Aim of the task
Copy out, precisely as given, the lines from the line with "[point] every instance of the city" to the end of the entries that follow.
Start of Data excerpts
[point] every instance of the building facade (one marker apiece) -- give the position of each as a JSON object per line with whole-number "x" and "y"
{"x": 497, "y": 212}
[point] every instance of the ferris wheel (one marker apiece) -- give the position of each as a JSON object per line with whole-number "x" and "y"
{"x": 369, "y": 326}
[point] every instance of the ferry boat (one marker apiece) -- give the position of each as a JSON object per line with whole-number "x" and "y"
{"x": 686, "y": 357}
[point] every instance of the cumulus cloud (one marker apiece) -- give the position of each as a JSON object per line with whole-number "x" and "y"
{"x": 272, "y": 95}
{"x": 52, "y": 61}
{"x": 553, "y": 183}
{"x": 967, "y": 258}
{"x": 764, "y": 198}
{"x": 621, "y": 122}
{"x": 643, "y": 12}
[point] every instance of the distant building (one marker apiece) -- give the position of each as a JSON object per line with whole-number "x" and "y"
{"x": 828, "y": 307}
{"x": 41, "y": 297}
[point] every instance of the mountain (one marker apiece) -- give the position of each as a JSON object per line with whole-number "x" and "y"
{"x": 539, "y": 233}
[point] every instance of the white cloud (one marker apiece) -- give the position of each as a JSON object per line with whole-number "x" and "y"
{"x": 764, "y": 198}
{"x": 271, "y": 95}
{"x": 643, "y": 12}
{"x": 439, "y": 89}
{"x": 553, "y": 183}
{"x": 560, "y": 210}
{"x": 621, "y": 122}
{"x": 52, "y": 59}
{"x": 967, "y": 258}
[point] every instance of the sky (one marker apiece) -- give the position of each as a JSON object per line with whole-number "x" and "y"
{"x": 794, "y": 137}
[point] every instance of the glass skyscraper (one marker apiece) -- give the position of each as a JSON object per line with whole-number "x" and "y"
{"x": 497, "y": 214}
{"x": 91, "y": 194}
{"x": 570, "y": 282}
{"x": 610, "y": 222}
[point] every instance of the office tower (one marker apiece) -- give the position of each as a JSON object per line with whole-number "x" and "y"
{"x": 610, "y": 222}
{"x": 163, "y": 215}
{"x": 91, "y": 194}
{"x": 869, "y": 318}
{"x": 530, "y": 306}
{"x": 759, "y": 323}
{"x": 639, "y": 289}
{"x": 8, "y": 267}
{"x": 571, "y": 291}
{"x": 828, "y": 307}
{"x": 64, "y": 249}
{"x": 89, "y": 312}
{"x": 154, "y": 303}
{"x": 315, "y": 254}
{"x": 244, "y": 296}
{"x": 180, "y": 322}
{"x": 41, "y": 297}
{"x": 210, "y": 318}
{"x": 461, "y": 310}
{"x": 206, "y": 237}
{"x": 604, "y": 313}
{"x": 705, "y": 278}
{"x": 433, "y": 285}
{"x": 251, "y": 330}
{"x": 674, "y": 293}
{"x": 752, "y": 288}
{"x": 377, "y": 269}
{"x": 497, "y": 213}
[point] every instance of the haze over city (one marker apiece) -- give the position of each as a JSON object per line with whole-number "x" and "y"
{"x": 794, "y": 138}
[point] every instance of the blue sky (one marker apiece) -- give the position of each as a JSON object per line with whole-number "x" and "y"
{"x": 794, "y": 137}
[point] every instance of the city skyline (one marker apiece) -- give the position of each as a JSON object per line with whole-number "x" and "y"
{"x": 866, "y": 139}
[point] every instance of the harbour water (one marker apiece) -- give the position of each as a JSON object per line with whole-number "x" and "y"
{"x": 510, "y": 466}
End of Data excerpts
Answer box
[point] every instance of the city skyline (one marker apiece) -- give the position of each as a JSON object per line with whole-number "x" and "y"
{"x": 866, "y": 139}
[point] every instance of the harbour water (one marker apiece) -- give the position of each as a JSON object per line with whole-number "x" and "y"
{"x": 510, "y": 466}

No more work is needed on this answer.